Body Brokers Synopsis: Utah (Jack Kilmer) and Opal (Alice Englert) are junkies living on the streets of rural Ohio until a seemingly chance encounter with the enigmatic Wood (Michael Kenneth Williams) brings them to Los Angeles for drug treatment. He soon learns though that drug treatment is but a cover for a predatory business, where addicts enlist other addicts to profit off their circular habits.
Writer and director John Swab delves into society’s rampant drug abuse with his latest Body Brokers. Acting as a condemnation of the US’s flawed rehabilitation structures and a journey of recovery for a wayward soul, Swab bites off a sprawling narrative with his Big Short meets Requiem for a Dream leaning. I give Swab ample credit for his well-intended critiques, but they’re ultimately stuck in a scattershot narrative that rarely reaches its dramatic potential.
In his effort to combine two contrasting perspectives (the endless profits for the exploitative brokers versus the addict’s hopeless cycle of self-destruction), Swab leaves both relatively undefined in the process. He conveys a fittingly cynical tone within Frank Grillo’s narration as a ringleader broker, but his writing isn’t sharp enough to truly condemn his subject matter.
Aside from a few alarming statistics, Swab presents a flatly loud presentation that says little outside of obvious denouncements (his few attempts at satire are a swing and a miss comedically). The played-out fourth-wall-breaking nods only highlight the wearisome simplicity, as Body Brokers clings to a stylistic voice that lacks any real perspective.

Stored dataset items
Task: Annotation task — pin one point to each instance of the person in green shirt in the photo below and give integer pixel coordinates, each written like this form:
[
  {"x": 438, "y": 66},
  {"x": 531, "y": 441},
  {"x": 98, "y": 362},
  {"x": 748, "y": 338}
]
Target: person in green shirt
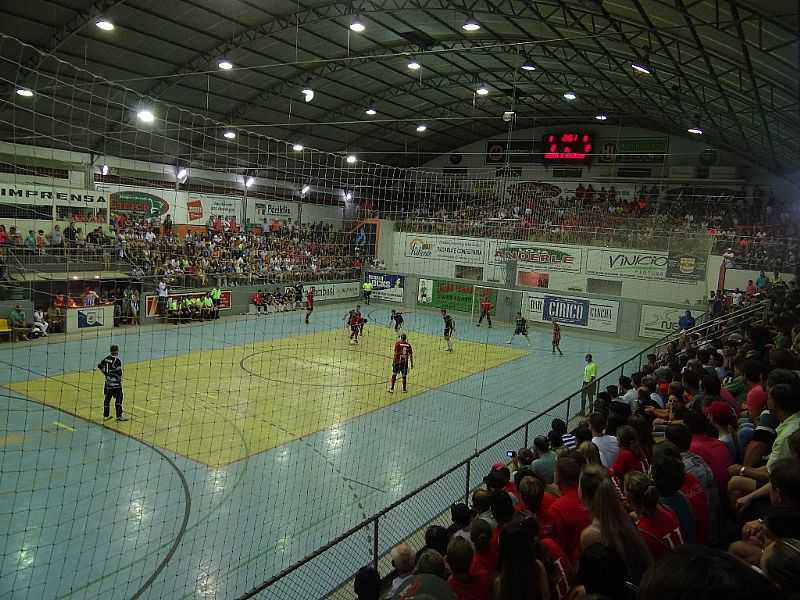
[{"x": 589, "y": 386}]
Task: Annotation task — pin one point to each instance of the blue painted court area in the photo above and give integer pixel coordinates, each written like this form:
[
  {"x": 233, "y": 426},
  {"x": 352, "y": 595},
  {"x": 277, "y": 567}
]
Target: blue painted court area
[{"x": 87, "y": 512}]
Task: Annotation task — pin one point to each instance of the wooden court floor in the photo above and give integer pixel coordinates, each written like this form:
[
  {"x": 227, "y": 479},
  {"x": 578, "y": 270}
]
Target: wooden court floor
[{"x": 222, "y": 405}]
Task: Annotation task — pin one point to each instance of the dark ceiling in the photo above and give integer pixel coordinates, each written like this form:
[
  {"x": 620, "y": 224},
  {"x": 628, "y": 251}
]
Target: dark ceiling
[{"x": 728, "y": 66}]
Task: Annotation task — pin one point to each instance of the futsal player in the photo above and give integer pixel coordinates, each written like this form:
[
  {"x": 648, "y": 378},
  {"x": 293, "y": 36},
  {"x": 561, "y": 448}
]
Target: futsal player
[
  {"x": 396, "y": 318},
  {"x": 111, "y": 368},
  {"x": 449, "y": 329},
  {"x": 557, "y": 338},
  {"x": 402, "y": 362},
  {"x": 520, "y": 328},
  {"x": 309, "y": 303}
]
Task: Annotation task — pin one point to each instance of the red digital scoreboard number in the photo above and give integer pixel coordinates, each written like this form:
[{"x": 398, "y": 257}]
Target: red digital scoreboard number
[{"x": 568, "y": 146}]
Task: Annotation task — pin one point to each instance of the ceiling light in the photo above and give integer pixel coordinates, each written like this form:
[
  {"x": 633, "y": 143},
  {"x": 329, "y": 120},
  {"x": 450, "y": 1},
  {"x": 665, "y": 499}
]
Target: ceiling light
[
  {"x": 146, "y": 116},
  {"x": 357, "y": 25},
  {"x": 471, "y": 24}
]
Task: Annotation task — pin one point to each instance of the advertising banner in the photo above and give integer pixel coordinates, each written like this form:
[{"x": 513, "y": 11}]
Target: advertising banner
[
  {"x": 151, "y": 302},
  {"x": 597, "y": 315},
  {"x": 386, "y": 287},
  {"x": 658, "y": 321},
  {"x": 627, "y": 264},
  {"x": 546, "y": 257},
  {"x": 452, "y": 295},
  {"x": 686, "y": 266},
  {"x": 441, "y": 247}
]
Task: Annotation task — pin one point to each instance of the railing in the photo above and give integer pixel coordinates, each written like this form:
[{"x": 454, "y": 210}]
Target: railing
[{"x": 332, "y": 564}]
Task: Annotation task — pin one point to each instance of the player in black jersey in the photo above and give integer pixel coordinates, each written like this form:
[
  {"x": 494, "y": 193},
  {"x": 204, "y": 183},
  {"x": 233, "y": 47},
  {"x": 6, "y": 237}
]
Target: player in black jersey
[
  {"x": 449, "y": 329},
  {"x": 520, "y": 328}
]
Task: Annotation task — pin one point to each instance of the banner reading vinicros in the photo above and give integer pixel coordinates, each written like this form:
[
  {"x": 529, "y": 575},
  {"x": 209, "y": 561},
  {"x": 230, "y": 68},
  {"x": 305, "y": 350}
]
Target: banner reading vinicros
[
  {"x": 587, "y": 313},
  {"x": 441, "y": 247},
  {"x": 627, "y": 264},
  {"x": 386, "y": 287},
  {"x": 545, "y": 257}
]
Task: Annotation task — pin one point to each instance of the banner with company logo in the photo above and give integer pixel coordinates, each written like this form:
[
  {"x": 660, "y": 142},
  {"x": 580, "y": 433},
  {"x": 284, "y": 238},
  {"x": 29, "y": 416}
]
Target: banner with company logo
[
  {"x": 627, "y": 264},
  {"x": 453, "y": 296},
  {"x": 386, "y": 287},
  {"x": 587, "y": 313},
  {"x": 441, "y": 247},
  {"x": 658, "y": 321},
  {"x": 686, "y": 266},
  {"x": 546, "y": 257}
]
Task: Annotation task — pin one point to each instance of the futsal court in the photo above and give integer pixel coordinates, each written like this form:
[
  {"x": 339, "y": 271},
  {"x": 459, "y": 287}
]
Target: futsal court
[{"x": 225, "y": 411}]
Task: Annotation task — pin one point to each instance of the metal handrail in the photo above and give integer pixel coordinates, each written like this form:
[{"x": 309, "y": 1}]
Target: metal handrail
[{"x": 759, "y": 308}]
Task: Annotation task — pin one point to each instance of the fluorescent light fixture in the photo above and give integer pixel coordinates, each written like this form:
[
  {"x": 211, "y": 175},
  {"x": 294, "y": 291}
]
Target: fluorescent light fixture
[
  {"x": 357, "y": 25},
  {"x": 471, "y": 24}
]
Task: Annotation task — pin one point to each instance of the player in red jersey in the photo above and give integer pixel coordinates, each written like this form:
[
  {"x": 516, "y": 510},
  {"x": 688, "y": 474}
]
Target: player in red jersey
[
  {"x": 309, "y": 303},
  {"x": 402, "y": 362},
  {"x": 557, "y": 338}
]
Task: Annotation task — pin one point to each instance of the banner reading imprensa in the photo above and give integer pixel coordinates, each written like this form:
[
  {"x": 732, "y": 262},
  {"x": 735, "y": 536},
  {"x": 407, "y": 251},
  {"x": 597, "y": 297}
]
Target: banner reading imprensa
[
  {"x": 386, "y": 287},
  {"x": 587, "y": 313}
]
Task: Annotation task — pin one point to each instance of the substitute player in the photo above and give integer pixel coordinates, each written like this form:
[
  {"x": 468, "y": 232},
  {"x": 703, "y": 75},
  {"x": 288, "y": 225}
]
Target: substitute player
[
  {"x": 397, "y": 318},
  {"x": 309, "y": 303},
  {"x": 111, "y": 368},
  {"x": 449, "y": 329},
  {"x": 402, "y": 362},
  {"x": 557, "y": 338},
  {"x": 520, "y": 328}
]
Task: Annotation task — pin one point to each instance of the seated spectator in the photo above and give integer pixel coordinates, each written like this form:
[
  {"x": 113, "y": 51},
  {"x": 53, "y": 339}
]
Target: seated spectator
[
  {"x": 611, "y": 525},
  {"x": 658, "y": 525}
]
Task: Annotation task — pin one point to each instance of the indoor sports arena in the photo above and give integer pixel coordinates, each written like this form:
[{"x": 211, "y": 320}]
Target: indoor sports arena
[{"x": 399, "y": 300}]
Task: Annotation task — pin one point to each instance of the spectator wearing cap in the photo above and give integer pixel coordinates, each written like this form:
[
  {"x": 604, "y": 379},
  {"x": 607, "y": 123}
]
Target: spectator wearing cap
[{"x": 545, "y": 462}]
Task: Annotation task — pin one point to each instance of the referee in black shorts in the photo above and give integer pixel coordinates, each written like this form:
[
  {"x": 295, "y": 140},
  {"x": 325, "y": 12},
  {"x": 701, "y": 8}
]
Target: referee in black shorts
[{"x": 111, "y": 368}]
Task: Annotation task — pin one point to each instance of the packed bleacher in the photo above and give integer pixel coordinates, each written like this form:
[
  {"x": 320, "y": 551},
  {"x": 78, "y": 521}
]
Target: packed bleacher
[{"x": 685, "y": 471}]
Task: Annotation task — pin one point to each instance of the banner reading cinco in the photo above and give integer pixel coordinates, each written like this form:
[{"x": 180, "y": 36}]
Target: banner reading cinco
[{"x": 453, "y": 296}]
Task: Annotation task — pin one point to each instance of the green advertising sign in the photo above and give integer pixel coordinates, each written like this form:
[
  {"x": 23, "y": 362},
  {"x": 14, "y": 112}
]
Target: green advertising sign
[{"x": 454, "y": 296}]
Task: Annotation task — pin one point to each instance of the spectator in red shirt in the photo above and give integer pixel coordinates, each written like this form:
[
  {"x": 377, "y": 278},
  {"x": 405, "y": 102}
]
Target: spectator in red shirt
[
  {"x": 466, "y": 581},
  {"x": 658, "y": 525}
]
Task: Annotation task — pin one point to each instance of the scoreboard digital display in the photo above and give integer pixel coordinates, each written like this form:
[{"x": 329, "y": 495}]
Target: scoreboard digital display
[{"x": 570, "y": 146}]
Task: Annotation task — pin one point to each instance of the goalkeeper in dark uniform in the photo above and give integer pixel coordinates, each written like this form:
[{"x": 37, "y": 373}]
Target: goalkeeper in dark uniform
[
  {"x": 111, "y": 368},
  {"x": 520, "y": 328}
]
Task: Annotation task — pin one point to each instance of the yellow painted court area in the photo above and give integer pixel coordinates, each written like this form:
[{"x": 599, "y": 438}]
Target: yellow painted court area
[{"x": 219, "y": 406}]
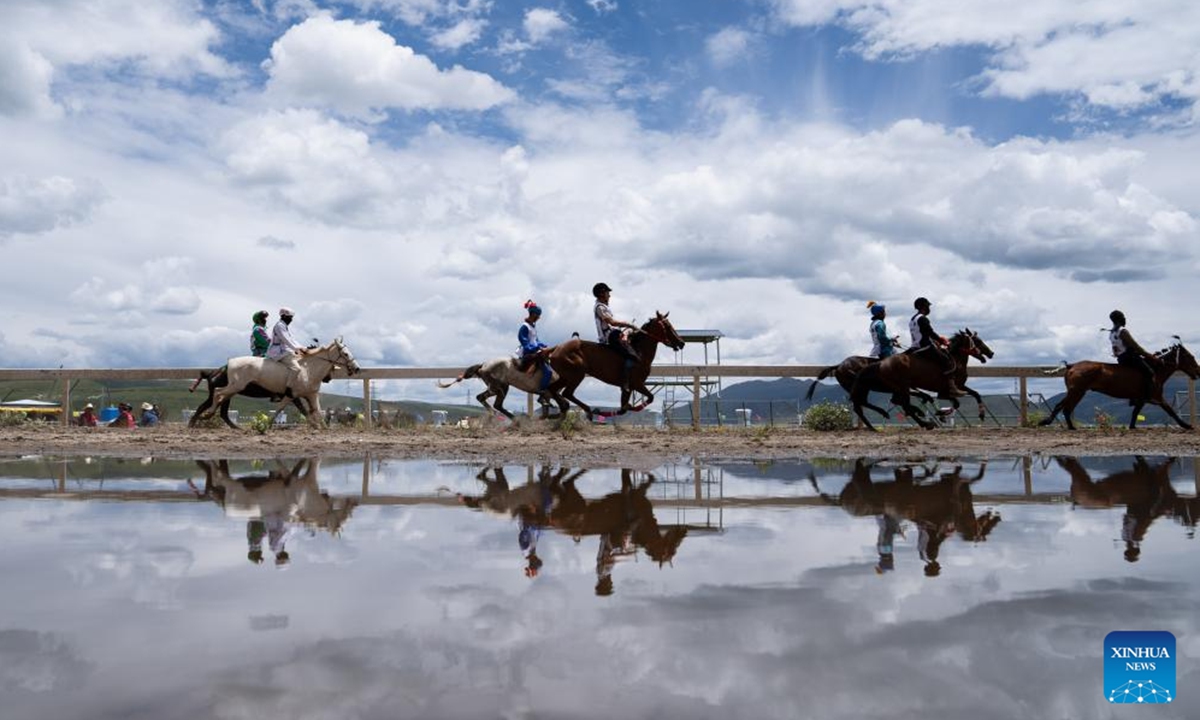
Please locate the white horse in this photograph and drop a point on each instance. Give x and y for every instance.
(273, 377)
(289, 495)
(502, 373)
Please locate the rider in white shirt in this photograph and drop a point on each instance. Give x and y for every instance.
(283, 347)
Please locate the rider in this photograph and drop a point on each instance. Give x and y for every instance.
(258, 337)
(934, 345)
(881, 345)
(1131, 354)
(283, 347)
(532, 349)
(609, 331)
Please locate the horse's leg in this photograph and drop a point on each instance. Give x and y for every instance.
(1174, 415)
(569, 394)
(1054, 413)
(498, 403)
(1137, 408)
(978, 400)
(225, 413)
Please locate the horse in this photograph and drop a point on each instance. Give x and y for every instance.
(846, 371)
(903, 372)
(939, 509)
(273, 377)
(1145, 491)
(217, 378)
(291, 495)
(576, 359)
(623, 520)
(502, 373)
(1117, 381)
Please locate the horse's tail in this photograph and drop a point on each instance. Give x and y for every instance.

What is needed
In the Body Brokers review, swap "narrative" for "storyline" and write out the stretch from "Writer and director" through "its dramatic potential.".

Solution for this exercise
Writer and director John Swab delves into society’s rampant drug abuse with his latest Body Brokers. Acting as a condemnation of the US’s flawed rehabilitation structures and a journey of recovery for a wayward soul, Swab bites off a sprawling storyline with his Big Short meets Requiem for a Dream leaning. I give Swab ample credit for his well-intended critiques, but they’re ultimately stuck in a scattershot storyline that rarely reaches its dramatic potential.